Given problem 1.
Set down the lines of the entries below, starting at the line containing "of the large" and continuing through the last line of the entries.

+++ Source passage

You certainly don't need an omnibus test to justify a planned comparison - but 
the comparison would need to use the appropriate error SS and df that includes 
all of the data.  In SPSS, programming the contrast in the syntax for mixed 
designs may not be possible or feasible.  Alternately, there is the 'Data' 
"Split File" option in SPSS to conduct analyses separately for different 
groups.  You could Split by your between-groups DV, and then run a GLM Repeated 
Measures.  Choose a Contrast (polynomials may fit your data best), or the 
Repeated post-hoc option could be used to compare measurement phases.  I 
believe that reducing alpha in the way you described would probably satisfy 
most reviewers (including me).

An easier approach would be to calculate difference scores - if you can find 
references for the equivalence of that approach.  As a reviewer, I wouldn't let 
the difference score analysis fly without a reference or two in support 
(preferably Monte Carlo simulations).  You would most likely also lose power by 
computing difference scores, but may yield very similar results, especially if 
you only care about one or two changes in the series.  Let me know if someone 
discusses programmed contrasts in syntax for mixed designs - you're the second 
person to ask me about these situations this week!

=============================================================

1.     
SPSS has always had a bizzare implementation, IMHO, for the analysis of 
repeated measures/mixed designs, far inferior  to the programs of BMDP (RIP).  
SAS has had it own  peculiarities but I think that they've improved in recent 
years  (I admit to not being a SAS person).  You don't mention which  procedure 
you're using in SPSS -- I assume that you're using  MANOVA but I realize that 
you might be using GLM though  I'm not really sure which version of SPSS GLM 
was made  available.  In any event, it's possible that whatever procedure  
you're using, SPSS is balking at doing multiple comparisons  with a two level 
factor since the F ratio is a direct test of this  factor (in this case the 
F-ratio is equivalent to the squared value  of the t-test for the two means 
inovlved in the main effect).  I  suspect, however, that you want to test 
components of the 2x5 interaction and apply multiple  comparisons to the main 
effects.  Is this correct?  SPSS may not allow this to be done, though the 
rationale may not be clear.

++++++
+++ Entries provided

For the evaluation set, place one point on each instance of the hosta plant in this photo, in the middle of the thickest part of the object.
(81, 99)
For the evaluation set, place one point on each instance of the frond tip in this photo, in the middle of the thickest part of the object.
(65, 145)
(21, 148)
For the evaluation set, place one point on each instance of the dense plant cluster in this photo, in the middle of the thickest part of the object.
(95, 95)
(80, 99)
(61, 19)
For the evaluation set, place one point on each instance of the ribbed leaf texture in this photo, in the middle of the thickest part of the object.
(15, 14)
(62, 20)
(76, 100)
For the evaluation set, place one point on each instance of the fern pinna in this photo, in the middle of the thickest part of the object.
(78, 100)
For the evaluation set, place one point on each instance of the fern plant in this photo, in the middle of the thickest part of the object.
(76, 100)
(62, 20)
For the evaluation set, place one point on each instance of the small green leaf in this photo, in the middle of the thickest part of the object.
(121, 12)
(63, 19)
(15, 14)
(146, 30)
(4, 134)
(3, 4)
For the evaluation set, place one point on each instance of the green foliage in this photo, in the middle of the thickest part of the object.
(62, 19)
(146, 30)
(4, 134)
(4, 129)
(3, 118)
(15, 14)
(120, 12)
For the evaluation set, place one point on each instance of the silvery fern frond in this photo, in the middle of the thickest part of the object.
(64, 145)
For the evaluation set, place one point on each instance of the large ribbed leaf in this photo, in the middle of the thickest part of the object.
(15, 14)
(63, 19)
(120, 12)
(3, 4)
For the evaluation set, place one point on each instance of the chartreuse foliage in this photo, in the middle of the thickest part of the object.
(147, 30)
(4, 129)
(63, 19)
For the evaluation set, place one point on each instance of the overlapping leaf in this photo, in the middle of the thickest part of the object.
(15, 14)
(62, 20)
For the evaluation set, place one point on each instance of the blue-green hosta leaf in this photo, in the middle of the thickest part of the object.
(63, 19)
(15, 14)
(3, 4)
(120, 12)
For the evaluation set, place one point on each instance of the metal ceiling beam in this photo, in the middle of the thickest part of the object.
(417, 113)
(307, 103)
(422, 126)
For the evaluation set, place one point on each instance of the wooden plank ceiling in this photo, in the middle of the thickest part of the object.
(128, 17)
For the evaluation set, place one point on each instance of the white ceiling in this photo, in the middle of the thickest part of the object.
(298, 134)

++++++

Given problem 2.
From the SPSS discussion above, extract the passage beginning at the words "You certainly don't" and ending after "reviewers (including me).".

Expected answer 1.
For the evaluation set, place one point on each instance of the large ribbed leaf in this photo, in the middle of the thickest part of the object.
(15, 14)
(63, 19)
(120, 12)
(3, 4)
For the evaluation set, place one point on each instance of the chartreuse foliage in this photo, in the middle of the thickest part of the object.
(147, 30)
(4, 129)
(63, 19)
For the evaluation set, place one point on each instance of the overlapping leaf in this photo, in the middle of the thickest part of the object.
(15, 14)
(62, 20)
For the evaluation set, place one point on each instance of the blue-green hosta leaf in this photo, in the middle of the thickest part of the object.
(63, 19)
(15, 14)
(3, 4)
(120, 12)
For the evaluation set, place one point on each instance of the metal ceiling beam in this photo, in the middle of the thickest part of the object.
(417, 113)
(307, 103)
(422, 126)
For the evaluation set, place one point on each instance of the wooden plank ceiling in this photo, in the middle of the thickest part of the object.
(128, 17)
For the evaluation set, place one point on each instance of the white ceiling in this photo, in the middle of the thickest part of the object.
(298, 134)

Expected answer 2.
You certainly don't need an omnibus test to justify a planned comparison - but 
the comparison would need to use the appropriate error SS and df that includes 
all of the data.  In SPSS, programming the contrast in the syntax for mixed 
designs may not be possible or feasible.  Alternately, there is the 'Data' 
"Split File" option in SPSS to conduct analyses separately for different 
groups.  You could Split by your between-groups DV, and then run a GLM Repeated 
Measures.  Choose a Contrast (polynomials may fit your data best), or the 
Repeated post-hoc option could be used to compare measurement phases.  I 
believe that reducing alpha in the way you described would probably satisfy 
most reviewers (including me).